TUGAS:
Tolong ambil bagian kutipan tentang surveilans Covid-19 di Jakarta yang diawali dengan "Langkah tersebut dilakukan" dan berlanjut sampai "Covid-19, Kamis (30/7/2020).". Salin tanpa mengubah apa pun.

KUTIPAN YANG DIBERIKAN:
• • • • •

Langkah tersebut dilakukan Tim Surveilans Dinas Kesehatan Provinsi DKI Jakarta yang hingga saat ini aktif melakukan tes dan penyelidikan epidemiologi dengan melakukan active case finding dan contact tracing sejak 4 Juni 2020 hingga 26 Juli 2020.
"Ini betul-betul kami (Tim Surveilans) yang menghampiri lalu melakukan tes apakah positif atau tidak," ujar Dewi sebagaimana dikutip dari siaran pers Satgas Covid-19, Kamis (30/7/2020).
"Jadi ini adalah bentuk aktifnya surveilans berjalan, contact tracing dan active case finding juga berjalan. Kemudian dari seluruh kasus kita lihat jadi kontribusinya berasal dari klaster mana saja," tuturnya.
Dia mengungkapkan, melalui contact tracing tersebut, ditemukan sebanyak 3.567 kasus atau sebanyak 28 persen.

• • • • •

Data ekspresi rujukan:
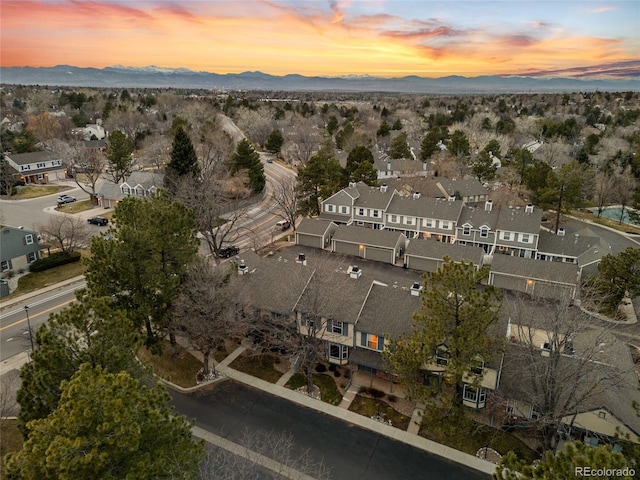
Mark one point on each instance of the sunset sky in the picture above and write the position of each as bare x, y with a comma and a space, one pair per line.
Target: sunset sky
389, 38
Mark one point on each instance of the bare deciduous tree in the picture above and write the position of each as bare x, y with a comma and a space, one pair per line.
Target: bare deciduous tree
285, 196
65, 232
205, 310
557, 362
215, 201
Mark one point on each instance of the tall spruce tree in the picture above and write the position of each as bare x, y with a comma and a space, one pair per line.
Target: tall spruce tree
183, 160
247, 159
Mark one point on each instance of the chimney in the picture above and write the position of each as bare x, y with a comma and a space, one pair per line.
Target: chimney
354, 272
242, 268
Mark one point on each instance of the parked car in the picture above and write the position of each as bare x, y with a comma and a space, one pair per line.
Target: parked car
62, 199
283, 225
227, 252
101, 221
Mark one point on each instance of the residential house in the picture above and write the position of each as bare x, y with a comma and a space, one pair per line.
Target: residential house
428, 255
20, 247
37, 167
380, 245
138, 184
536, 277
315, 232
470, 191
600, 408
583, 250
422, 217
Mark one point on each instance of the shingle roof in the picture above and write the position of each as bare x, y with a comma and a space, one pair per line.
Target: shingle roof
554, 272
426, 207
388, 310
517, 220
373, 197
367, 236
565, 245
438, 250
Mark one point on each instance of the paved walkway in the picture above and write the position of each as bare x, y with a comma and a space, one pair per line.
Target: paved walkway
342, 411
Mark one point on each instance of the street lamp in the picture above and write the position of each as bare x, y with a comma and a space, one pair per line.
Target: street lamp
26, 309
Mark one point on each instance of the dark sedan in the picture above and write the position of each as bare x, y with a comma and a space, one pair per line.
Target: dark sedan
101, 221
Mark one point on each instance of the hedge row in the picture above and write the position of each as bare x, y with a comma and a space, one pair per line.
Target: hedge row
54, 260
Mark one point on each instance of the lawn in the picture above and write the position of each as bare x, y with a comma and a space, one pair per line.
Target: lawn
482, 436
260, 366
328, 389
35, 281
36, 191
76, 207
175, 365
374, 407
10, 440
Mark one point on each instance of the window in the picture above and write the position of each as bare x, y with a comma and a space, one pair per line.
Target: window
338, 327
340, 352
442, 357
372, 341
477, 368
474, 394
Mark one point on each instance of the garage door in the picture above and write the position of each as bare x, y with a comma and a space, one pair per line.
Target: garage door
348, 248
379, 254
308, 240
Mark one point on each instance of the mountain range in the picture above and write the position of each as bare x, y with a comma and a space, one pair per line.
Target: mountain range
158, 77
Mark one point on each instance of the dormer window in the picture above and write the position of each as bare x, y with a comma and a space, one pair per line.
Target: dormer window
442, 357
477, 368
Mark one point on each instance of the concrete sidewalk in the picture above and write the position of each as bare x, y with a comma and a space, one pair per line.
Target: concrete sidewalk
342, 412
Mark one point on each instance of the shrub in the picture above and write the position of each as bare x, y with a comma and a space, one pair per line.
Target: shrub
54, 260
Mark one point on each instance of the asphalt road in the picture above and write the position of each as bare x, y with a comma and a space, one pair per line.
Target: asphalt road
14, 331
233, 410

• • • • •

JAWABAN:
Langkah tersebut dilakukan Tim Surveilans Dinas Kesehatan Provinsi DKI Jakarta yang hingga saat ini aktif melakukan tes dan penyelidikan epidemiologi dengan melakukan active case finding dan contact tracing sejak 4 Juni 2020 hingga 26 Juli 2020.
"Ini betul-betul kami (Tim Surveilans) yang menghampiri lalu melakukan tes apakah positif atau tidak," ujar Dewi sebagaimana dikutip dari siaran pers Satgas Covid-19, Kamis (30/7/2020).